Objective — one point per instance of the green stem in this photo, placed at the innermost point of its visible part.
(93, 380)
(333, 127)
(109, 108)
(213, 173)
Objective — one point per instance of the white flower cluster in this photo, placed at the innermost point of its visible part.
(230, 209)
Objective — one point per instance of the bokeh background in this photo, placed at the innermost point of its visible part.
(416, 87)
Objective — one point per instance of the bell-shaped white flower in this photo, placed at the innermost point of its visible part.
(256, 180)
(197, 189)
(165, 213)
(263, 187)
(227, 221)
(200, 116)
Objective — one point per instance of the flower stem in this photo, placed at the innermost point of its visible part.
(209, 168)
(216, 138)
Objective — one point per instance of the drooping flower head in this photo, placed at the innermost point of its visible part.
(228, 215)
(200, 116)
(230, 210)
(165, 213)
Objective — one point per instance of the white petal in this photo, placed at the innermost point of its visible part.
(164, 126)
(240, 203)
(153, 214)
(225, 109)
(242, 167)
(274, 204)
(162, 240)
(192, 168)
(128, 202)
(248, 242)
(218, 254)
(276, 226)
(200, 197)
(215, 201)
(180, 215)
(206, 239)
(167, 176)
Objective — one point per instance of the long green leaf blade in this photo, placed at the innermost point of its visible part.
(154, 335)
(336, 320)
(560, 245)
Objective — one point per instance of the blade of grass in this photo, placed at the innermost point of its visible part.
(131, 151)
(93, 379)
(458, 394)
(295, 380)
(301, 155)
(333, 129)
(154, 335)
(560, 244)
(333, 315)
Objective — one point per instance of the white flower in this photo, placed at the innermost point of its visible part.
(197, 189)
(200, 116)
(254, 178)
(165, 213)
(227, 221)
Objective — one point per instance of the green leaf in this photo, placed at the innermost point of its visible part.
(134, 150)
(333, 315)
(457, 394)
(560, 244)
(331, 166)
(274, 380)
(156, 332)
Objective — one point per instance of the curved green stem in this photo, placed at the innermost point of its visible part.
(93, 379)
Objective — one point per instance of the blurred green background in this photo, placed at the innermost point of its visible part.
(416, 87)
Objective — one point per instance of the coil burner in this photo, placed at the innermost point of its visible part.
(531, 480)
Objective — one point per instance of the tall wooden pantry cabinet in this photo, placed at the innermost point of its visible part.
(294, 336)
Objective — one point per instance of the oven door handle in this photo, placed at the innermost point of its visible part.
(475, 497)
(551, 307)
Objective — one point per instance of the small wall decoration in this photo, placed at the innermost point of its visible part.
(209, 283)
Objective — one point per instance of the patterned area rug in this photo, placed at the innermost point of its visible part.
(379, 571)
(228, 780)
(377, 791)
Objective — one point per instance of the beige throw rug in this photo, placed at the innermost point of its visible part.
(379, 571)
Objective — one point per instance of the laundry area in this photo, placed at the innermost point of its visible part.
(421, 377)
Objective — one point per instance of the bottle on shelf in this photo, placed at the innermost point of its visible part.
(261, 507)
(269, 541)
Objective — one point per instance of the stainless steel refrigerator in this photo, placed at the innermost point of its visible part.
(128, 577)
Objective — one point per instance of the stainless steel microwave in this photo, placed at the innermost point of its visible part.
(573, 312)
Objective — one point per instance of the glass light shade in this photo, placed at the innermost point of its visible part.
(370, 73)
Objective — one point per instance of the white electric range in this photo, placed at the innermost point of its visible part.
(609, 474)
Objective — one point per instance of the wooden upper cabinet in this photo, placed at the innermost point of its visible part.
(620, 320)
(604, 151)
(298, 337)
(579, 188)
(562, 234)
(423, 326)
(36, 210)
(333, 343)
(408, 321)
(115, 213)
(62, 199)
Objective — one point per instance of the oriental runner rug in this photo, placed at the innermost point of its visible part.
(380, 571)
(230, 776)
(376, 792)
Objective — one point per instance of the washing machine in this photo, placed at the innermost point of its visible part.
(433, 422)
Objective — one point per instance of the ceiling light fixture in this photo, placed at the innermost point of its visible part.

::::::::

Write out all of the records above again, substituting "Goal" for each occurrence of "Objective" and leaving everything else unchanged.

Task output ->
Goal — one point per instance of the green stem in this photo, placed at the innermost point of its visible part.
(93, 380)
(333, 127)
(109, 108)
(213, 173)
Goal — one point per instance of the white flower cluster in this photo, placed at the innermost point of its visible part.
(230, 209)
Goal — one point per instance of the bokeh background in this photo, placed at the innermost point of its visible part.
(416, 87)
Goal — one point per instance of the bell-shaped white flower in this photo, placed at the innermost point of its visible part.
(256, 180)
(197, 189)
(165, 213)
(263, 187)
(227, 221)
(200, 116)
Goal — one point per instance of the flower stem in this photo, placed at the innermost point of its visible part.
(209, 168)
(216, 138)
Goal — one point per instance of the drooping flower head in this photo, placed at the innermost point of its visible part.
(228, 215)
(200, 116)
(230, 210)
(165, 213)
Goal — one point per instance of the white petal in this photo, placed at the innermost point of its visible part.
(164, 126)
(240, 203)
(153, 214)
(225, 109)
(242, 167)
(274, 204)
(162, 240)
(192, 168)
(128, 202)
(248, 242)
(218, 254)
(276, 226)
(200, 197)
(215, 201)
(180, 215)
(206, 239)
(167, 176)
Goal — one point per instance of the long green leaf blade in this photo, placed at the innermost point of its visible part.
(154, 335)
(336, 320)
(560, 245)
Goal — one point per instance of the blade of grass in this photo, placed at the innermost point of its visible part.
(131, 151)
(93, 379)
(458, 394)
(295, 380)
(301, 155)
(333, 129)
(154, 335)
(560, 244)
(333, 315)
Goal — one point per instance of the white flower in this photo, placed at the innermost point of its visible part.
(197, 189)
(200, 116)
(254, 178)
(165, 213)
(227, 221)
Goal — one point per instance of the green leaf in this photo, placed at the innermost point of its visible part.
(134, 150)
(333, 315)
(457, 394)
(560, 244)
(331, 166)
(274, 380)
(156, 332)
Goal — one point per instance of the curved green stem in this photo, placed at the innermost point of its visible part.
(93, 379)
Goal — one point per instance of the blurred green background in this photo, placed at the innermost point of its visible part.
(416, 87)
Goal — one point per instance of the coil burner in this photo, placed at the innermost point of its visible part.
(531, 480)
Goal — one point per instance of the tall wooden pantry cabinet in this photo, placed at the innermost point of its visible part.
(294, 336)
Goal — one point per instance of the oven door handle in this photo, placed at the innermost point of its visible part.
(475, 497)
(551, 307)
Goal — one point per instance of the small wall decoration in this photo, placed at the innermost point of its visible part.
(209, 283)
Goal — one point per instance of the patterned area rug in this photo, placed at the innermost point of its visible part.
(379, 571)
(228, 780)
(377, 791)
Goal — one point per instance of the beige throw rug in this photo, placed at the innermost point of its visible part.
(379, 571)
Goal — one point per instance of the laundry area in this photo, placed at the innermost point of its visible part.
(421, 377)
Goal — one point per instance of the bottle on shelf in this photo, placed at the innermost point of its visible part.
(261, 507)
(269, 541)
Goal — one point per instance of the stainless steel refrigerator in this photo, placed at the innermost point of its visible part.
(128, 577)
Goal — one point per instance of the stainless steel microwave in this photo, placed at the innermost point of its visible part.
(573, 312)
Goal — one point per instance of the glass light shade in this photo, placed at the innermost point of its visible part.
(370, 73)
Goal — one point per instance of the white electric range in this photo, placed at the innermost point of its visible part.
(609, 474)
Goal — one point per instance of the wooden upper cabinet in this photo, placed at the innermost point of its visible part.
(620, 320)
(604, 151)
(298, 337)
(579, 188)
(562, 234)
(423, 326)
(36, 210)
(333, 343)
(408, 321)
(115, 213)
(62, 199)
Goal — one point per instance of the oriental runner rug in this photo, placed at the innermost point of its visible part.
(380, 571)
(230, 776)
(376, 792)
Goal — one point per instance of the washing machine in this photo, placed at the innermost point of its visible part.
(433, 422)
Goal — one point per instance of the ceiling light fixture in this photo, placed at the innermost point of its visible part.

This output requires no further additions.